● Sezione del documento:
%%

Carlo Ferreri, Fuel Pump (Fabio Valenti), Lorenzo Manenti, Lorenzo Pietrogrande
inaugurazione: giovedì 20 gennaio 2011- ore 18.30
(l'evento verrà filmato e trasmesso da Francesco Barbieri, fotografie a cura di Nicola Righetti)
fino a 31 gennaio 2011, ore 15-18 (ingresso libero su appuntamento)
Nel 1980, appena dopo la Transavanguardia di Achille Bonito Oliva, anche in Germania si verificò il ritorno alla pittura dopo l’ondata concettuale. Un gruppo di artisti, detti “Neuen Wilden” (nuovi Selvaggi), ripropose con ancora più veemenza di colore e di impeto il fervore espressionista, con piglio quasi primitivo per l’aggressività del colore e per la forze dirompente del contrasto segnico e gestuale. Fetting, Salomè, Middendorff, Zimmer (ma non dimentichiamo il più anziano e “precursore” Georg Baselitz) riportarono sulla scena artistica – con rinnovate motivazioni e urgenze, prima fra tutte la lacerazione del Muro di Berlino – la pittura che parlava di tensioni sociali, che raccontava la vita in presa diretta nei suoi aspetti più scottanti e trovava la sua ideale ambientazione nel contesto urbano e metropolitano.
A trent’anni da quel movimento sentiamo ancora l’eco di quelle lontane istanze, di quella distante protesta sofferta e infiammata dal cromatismo acceso e vibrante, incarnata da figure deformate da una lente drammatica e grottesca.
I quattro pittori qui presenti sono una evidente traccia di quel sentimento inquieto che dalla Germania ebbe poi proseliti in area non solo mitteleuropea; guardano ancora verso Nord insomma, sentendo affinità, attinenze e sintonie con quel tipo di sensibilità, più aspra, più stridente della nostra, classicamente mediterranea e incline all’equilibrio, alla compostezza.
Lorenzo Manenti, il più giovane anagraficamente ma con una curiosità non comune e matura nell’indagine del passato, della Storia, del ricordo antico che riaffiora dalla memoria collettiva dell’uomo, presenta una “variazione sul tema” su una testa dell’imperatore Costantino.
La testa imperiale diviene simbolo del potere, che però è destinato anch’esso a sgretolarsi, a corrodersi e a diventare “reperto” archeologico, relitto, testimonianza morta. C’è la ricerca della rappresentazione di un emblema eroico e glorioso che porge allo sguardo del contemporaneo la sua decadenza, la sua caducità, il suo impietoso declinare.

%%

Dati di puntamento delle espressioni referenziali
%%

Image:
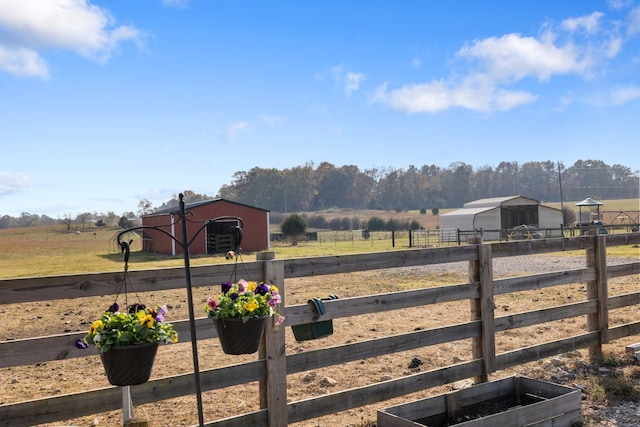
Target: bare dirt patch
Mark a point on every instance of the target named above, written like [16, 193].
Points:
[68, 376]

%%

● Consegne degli esercizi:
1. Nella presentazione della mostra, perché i quattro pittori «guardano ancora verso Nord»? Rispondi in una o due frasi.
2. Prosegui la presentazione della mostra dopo l'ultima frase.

● Soluzioni degli esercizi:
1. Guardano verso Nord perché sentono affinità, attinenze e sintonie con la sensibilità nata in Germania. È una sensibilità più aspra e più stridente di quella mediterranea, che è incline all'equilibrio e alla compostezza.

2.
Fuelpump (Fabio Valenti) presenta figure, o per rendere meglio l’idea esseri ibridi, androidi fatti di circuiti, tubi, valvole, ingranaggi e marchingegni che si mescolano con elementi vegetali. Ma, osservando i colori acidi di quelle ramificazioni e germinazioni, ci chiediamo poi se è vera natura o piuttosto posticcia vegetazione sintetica, frutto di ambigue clonazioni, strani innesti, pericolosi “incroci”. Come nuovi Adamo e nuove Eva, all’alba di una nuova genesi, questi personaggi sembrano quasi riportare alla luce in chiave moderna le antiche raffigurazioni allucinatorie, alchemiche e simboliche del genio unico e irripetibile di Hieronymus Bosch.
Da questo giardino di delizie che in alcune immagini potrebbe anche avere riferimenti metafisici, passiamo agli spazi urbani leggeri e “aerei” di Lorenzo Pietrogrande. Poche pennellate, rapidi passaggi di azzurri, grigi, verdi e lampi bianchi di luce che definiscono e ordinano scarni elementi di città. Parchi o autostrade, parcheggi o prospettive audaci di vie e viali in cui velocemente passano auto o appena tratteggiate si muovono figure. E’ questo lo scenario dei lavori più recenti del pittore che qui arriva a una serrata sintesi dei soggetti già trattati negli anni precedenti.
Sono invece “zoomate” su occhi e sguardi, su volti di donna che vengono catturati da un flash che illumina di getto il volto, colto all’improvviso di sorpresa, svelato, raggiunto dall’obiettivo del pittore Carlo Ferreri. Il colore denso, materico, gocciolante, costruisce e trova unità di disegno e pittura al contempo. Delinea e scompone, traccia e organizza la composizione del volto a tutto quadro, e poi successivamente ancor più indagato nello scrutare ravvicinato del dettaglio.